:: DATASET ENTRIES ::
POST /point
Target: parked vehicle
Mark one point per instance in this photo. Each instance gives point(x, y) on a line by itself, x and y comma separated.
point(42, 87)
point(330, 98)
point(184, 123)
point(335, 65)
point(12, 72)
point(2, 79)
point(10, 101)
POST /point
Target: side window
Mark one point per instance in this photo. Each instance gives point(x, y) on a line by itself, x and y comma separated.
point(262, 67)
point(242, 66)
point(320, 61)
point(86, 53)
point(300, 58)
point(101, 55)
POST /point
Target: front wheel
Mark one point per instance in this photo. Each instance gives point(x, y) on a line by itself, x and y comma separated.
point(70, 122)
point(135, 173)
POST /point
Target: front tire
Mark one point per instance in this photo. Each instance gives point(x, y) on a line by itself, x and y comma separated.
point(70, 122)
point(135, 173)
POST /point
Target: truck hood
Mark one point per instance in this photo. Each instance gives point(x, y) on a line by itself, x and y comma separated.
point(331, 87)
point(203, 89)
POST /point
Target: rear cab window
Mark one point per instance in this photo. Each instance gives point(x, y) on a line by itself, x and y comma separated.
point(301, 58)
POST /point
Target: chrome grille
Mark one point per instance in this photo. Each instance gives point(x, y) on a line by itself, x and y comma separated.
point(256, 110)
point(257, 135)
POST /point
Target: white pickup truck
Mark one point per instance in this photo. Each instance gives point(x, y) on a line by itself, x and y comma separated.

:: EXERCISE OBJECTIVE ::
Please reproduce the lines above, starting at the first one and ending at the one that contains "point(203, 89)", requests included. Shift every x and y coordinate in the answer points by -14 and give nothing past that line.

:: CORRECT ANSWER ::
POST /point
Target: parked vehicle
Mark one point per instance in this photo. Each instance gives point(x, y) on a line by itself, x and y comma separated.
point(28, 73)
point(316, 84)
point(170, 109)
point(321, 51)
point(-2, 58)
point(-12, 65)
point(-4, 87)
POST /point
Target: side window
Mark one point per instance in this photo. Each instance gives point(x, y) on a line by itself, x and y comma separated.
point(248, 53)
point(228, 52)
point(306, 47)
point(72, 39)
point(286, 44)
point(87, 41)
POST /point
Target: front wheel
Mark one point per instance in this photo. Each instance gives point(x, y) on a line by itself, x and y comma separated.
point(56, 108)
point(121, 159)
POST /point
Target: front tire
Mark one point per instance in this photo. Each instance gives point(x, y) on a line by itself, x and y comma separated.
point(56, 108)
point(121, 159)
POST /point
Target: truck hood
Mark one point per instance in this photo. Each instance gives point(x, y) on a line by itself, x and y comma separated.
point(317, 73)
point(189, 75)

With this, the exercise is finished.